Data to process START
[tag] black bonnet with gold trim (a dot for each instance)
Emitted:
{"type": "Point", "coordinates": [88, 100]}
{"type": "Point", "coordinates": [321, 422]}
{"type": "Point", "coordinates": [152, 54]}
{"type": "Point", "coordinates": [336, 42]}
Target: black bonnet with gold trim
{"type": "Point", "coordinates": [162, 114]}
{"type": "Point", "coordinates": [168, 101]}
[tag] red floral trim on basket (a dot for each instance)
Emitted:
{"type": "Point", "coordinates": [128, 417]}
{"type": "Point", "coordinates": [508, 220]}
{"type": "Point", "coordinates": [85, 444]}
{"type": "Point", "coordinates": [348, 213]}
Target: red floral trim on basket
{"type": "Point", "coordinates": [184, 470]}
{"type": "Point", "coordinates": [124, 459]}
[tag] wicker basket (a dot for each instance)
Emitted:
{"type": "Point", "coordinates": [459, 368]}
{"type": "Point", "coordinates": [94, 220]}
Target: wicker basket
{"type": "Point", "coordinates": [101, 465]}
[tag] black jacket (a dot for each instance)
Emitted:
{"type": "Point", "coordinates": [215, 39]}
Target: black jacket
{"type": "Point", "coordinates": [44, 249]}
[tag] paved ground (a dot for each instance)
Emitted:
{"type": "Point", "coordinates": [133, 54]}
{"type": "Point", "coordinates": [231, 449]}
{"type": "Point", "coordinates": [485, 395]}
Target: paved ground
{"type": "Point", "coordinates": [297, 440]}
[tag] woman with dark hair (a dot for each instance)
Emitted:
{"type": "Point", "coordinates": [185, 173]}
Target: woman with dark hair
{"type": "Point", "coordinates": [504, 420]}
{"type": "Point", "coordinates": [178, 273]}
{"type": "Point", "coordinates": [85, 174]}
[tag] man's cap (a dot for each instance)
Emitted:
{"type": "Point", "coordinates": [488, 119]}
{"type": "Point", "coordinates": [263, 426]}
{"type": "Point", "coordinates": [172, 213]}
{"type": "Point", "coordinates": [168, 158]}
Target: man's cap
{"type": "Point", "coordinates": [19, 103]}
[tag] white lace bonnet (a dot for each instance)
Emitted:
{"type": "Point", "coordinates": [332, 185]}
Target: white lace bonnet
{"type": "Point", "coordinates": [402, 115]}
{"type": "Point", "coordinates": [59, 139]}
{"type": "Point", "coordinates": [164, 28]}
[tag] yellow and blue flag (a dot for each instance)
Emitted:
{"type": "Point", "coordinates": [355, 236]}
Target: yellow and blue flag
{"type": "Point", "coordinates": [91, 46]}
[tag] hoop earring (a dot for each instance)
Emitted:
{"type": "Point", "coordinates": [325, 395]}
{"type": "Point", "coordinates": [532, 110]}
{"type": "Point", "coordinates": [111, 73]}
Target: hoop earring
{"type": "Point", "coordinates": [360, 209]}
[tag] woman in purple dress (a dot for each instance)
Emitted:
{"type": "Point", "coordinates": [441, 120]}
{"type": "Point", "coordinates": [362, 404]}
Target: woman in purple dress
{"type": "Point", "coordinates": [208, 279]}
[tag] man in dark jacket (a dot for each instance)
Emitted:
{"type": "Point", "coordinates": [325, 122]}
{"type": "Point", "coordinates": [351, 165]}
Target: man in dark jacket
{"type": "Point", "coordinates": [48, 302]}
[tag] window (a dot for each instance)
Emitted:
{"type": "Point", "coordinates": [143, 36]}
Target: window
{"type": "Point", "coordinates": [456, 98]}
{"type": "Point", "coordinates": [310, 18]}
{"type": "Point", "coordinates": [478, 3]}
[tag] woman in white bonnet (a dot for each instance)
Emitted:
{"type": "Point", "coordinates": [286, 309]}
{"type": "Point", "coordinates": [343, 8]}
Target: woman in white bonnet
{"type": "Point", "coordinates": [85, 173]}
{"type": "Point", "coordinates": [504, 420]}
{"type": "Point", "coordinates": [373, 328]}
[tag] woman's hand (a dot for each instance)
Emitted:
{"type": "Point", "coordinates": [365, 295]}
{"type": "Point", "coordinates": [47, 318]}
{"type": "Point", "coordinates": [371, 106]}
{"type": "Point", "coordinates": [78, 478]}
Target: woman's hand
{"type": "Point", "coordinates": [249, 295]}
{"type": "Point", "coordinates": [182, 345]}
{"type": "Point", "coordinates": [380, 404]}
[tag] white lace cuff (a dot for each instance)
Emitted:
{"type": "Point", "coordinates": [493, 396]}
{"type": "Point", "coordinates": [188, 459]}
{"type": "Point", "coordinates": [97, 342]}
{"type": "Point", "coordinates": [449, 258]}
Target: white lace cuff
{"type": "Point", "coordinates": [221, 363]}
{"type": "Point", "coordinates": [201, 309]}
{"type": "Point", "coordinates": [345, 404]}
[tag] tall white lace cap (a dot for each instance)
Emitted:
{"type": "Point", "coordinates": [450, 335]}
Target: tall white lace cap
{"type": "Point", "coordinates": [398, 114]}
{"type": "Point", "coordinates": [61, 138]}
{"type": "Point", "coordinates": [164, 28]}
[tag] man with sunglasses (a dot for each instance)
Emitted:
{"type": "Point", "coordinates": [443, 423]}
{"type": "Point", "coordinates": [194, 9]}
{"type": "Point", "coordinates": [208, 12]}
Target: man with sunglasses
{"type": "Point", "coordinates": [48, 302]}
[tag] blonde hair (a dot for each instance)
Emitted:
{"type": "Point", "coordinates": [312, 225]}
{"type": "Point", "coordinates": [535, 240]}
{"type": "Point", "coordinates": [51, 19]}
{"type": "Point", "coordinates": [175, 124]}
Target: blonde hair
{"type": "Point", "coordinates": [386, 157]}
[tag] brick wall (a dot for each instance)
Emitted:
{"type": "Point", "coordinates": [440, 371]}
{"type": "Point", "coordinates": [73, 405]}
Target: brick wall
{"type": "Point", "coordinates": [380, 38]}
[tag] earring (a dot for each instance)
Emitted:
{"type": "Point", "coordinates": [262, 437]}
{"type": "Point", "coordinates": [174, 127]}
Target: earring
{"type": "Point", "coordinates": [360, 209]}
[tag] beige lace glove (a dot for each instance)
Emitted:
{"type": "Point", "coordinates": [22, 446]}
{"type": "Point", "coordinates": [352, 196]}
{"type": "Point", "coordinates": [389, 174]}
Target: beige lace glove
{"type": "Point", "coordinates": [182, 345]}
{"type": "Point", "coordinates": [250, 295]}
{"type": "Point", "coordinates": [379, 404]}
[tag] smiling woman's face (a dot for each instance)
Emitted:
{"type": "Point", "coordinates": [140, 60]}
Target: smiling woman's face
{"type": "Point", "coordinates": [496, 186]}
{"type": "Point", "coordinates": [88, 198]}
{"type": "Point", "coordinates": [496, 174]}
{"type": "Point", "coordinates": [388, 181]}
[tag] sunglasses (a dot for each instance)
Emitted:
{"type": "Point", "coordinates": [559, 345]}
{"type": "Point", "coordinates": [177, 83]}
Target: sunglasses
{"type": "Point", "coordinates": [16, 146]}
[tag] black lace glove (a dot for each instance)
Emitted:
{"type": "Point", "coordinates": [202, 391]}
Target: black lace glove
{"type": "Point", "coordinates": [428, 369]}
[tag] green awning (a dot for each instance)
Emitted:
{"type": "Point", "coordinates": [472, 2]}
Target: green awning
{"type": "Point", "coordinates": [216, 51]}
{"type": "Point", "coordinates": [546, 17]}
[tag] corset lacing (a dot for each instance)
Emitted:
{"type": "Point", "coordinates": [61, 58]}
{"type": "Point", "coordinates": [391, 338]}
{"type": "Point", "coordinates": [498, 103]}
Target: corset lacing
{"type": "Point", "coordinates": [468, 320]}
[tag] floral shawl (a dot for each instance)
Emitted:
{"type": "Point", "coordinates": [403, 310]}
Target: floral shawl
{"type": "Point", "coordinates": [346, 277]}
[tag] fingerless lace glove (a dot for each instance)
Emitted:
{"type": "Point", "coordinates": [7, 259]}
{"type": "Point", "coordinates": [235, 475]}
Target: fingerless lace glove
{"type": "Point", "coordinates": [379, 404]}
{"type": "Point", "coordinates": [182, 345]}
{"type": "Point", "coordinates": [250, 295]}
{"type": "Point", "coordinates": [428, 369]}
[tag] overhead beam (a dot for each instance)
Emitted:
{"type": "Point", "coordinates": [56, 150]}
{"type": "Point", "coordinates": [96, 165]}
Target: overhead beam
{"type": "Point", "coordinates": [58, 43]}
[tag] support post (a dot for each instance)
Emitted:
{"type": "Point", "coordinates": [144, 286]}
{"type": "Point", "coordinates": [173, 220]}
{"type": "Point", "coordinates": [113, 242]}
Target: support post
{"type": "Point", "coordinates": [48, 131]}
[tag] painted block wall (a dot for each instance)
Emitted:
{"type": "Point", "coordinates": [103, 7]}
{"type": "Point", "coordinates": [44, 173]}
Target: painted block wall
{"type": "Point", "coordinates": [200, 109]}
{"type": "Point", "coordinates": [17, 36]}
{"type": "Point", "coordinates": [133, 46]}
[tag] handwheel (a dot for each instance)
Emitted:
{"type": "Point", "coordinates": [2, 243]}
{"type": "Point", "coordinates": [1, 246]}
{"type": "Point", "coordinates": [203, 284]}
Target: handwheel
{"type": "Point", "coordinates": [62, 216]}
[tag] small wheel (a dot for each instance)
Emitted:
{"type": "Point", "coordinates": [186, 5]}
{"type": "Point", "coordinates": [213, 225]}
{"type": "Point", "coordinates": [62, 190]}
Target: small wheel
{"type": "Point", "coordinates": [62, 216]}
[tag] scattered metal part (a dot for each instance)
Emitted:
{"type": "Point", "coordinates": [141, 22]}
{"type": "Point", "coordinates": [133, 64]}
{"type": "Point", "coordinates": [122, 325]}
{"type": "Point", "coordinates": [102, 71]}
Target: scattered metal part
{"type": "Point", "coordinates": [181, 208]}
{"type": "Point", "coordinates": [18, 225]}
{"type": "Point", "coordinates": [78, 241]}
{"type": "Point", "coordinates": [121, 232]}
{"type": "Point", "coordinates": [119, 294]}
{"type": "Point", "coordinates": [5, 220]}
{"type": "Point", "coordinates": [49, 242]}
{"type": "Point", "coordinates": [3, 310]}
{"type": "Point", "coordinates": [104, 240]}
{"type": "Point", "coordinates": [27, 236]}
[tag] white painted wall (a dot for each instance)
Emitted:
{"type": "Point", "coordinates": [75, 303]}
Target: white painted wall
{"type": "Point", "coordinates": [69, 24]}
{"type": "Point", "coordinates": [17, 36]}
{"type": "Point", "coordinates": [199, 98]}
Data to process END
_Work instruction:_
Extract every line from the one containing "Target: handwheel" to the end of the entries, including both of those lines, exactly as given and with nothing added.

_Expected answer:_
Target: handwheel
{"type": "Point", "coordinates": [62, 216]}
[tag] small wheel (a dot for each instance)
Emitted:
{"type": "Point", "coordinates": [186, 5]}
{"type": "Point", "coordinates": [213, 225]}
{"type": "Point", "coordinates": [62, 190]}
Target: small wheel
{"type": "Point", "coordinates": [62, 216]}
[tag] scattered metal part (a dot for each instance)
Emitted:
{"type": "Point", "coordinates": [141, 22]}
{"type": "Point", "coordinates": [133, 64]}
{"type": "Point", "coordinates": [122, 325]}
{"type": "Point", "coordinates": [102, 71]}
Target: scattered metal part
{"type": "Point", "coordinates": [181, 208]}
{"type": "Point", "coordinates": [18, 225]}
{"type": "Point", "coordinates": [78, 241]}
{"type": "Point", "coordinates": [121, 232]}
{"type": "Point", "coordinates": [119, 294]}
{"type": "Point", "coordinates": [5, 220]}
{"type": "Point", "coordinates": [49, 242]}
{"type": "Point", "coordinates": [3, 310]}
{"type": "Point", "coordinates": [104, 240]}
{"type": "Point", "coordinates": [27, 236]}
[tag] white painted wall (a dot for each instance)
Emitted:
{"type": "Point", "coordinates": [75, 303]}
Target: white painted wall
{"type": "Point", "coordinates": [69, 24]}
{"type": "Point", "coordinates": [17, 36]}
{"type": "Point", "coordinates": [199, 98]}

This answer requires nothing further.